Write each line exactly, from the line that holds "Would you mind annotating the dark track" through the final line of the material, and no other line.

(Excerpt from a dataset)
[Start]

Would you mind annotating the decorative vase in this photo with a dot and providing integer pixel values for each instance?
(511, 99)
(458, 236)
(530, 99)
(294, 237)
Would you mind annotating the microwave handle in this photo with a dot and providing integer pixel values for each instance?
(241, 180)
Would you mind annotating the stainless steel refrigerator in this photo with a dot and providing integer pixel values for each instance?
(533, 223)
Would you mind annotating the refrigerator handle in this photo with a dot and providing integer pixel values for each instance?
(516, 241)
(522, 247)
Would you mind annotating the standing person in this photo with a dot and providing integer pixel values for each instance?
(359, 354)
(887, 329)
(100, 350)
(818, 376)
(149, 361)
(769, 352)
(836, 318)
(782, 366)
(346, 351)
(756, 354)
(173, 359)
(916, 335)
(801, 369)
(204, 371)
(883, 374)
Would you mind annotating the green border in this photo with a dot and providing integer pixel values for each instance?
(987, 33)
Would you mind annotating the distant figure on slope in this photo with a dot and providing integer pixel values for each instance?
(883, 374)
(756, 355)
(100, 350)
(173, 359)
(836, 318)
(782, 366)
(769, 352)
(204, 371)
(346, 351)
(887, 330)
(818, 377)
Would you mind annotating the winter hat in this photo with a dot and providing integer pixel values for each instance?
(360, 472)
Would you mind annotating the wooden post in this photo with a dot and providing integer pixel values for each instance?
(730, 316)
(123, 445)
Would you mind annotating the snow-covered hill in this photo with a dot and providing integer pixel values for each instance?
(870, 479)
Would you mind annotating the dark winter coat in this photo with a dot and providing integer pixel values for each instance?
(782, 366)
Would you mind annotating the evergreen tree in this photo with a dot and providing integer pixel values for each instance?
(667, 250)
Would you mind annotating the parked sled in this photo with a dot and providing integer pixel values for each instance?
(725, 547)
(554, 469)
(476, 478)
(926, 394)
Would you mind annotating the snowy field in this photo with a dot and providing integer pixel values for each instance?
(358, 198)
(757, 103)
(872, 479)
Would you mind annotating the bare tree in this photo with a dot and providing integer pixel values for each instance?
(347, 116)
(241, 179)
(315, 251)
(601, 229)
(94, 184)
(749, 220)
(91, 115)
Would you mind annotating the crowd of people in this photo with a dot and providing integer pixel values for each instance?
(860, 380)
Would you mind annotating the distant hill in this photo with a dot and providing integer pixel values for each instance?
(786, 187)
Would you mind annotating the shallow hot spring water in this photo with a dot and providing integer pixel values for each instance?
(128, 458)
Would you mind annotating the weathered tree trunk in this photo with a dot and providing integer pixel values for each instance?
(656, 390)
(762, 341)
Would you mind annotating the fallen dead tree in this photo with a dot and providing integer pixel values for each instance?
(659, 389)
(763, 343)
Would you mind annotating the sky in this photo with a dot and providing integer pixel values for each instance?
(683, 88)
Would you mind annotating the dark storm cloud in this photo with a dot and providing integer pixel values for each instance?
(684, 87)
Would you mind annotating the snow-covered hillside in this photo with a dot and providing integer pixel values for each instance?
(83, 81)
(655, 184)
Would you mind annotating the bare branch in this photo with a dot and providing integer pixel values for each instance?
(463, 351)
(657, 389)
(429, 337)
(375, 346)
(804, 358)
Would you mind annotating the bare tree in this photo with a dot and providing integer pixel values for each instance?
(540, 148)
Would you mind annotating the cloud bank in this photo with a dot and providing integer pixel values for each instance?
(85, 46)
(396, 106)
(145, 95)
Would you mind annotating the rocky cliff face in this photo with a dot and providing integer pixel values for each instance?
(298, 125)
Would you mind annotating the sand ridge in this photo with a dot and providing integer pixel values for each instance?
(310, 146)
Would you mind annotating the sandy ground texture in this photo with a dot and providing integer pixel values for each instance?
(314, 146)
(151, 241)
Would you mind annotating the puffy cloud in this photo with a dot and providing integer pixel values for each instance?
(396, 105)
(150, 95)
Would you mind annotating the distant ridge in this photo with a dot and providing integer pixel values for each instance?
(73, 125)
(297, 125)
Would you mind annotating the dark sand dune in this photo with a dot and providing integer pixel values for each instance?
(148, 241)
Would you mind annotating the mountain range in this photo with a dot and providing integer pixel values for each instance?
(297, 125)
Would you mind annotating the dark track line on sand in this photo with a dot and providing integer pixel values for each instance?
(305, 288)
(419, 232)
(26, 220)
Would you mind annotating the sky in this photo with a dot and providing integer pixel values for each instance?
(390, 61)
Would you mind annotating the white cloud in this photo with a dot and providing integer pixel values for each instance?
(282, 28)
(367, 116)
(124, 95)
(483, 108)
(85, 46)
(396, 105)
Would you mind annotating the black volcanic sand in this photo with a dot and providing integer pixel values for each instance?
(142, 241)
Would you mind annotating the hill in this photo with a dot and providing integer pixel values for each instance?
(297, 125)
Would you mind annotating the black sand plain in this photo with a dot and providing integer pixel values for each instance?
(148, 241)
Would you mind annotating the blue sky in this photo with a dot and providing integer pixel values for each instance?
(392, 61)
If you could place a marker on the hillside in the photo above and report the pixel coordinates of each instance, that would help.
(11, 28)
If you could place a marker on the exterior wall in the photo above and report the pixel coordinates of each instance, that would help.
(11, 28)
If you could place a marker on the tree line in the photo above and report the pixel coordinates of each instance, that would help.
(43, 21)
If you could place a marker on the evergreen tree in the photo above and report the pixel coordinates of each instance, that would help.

[End]

## Finished task
Would you mind annotating the dark track line on sand in this photo with a dot and providing integer pixel values for each instance?
(305, 288)
(419, 232)
(26, 220)
Would you mind annotating the sky in this photo with a dot and providing integer pixel values for each instance?
(390, 61)
Would you mind annotating the white cloud in this photo with a dot and providing integer pixel values for each instance?
(282, 28)
(367, 116)
(124, 95)
(483, 108)
(85, 46)
(396, 105)
Would you mind annotating the black volcanic sand in this photo with a dot and providing integer pixel values for each instance?
(142, 241)
Would you mind annotating the hill in this photo with a dot and providing integer pixel values for each instance?
(297, 125)
Would you mind annotating the black sand plain in this photo with a dot and providing integer pixel values for each instance?
(148, 241)
Would you mind annotating the blue sky in this photo with a dot and providing integer pixel values for each instance?
(392, 61)
If you could place a marker on the hillside in the photo above and report the pixel coordinates of each instance, that would help.
(11, 28)
If you could place a marker on the exterior wall in the photo above and report the pixel coordinates of each instance, that would help.
(11, 28)
If you could place a marker on the tree line in the photo above and report the pixel coordinates of each instance, that would help.
(43, 21)
If you could place a marker on the evergreen tree in the photo above and report the pixel coordinates of each instance, that would help.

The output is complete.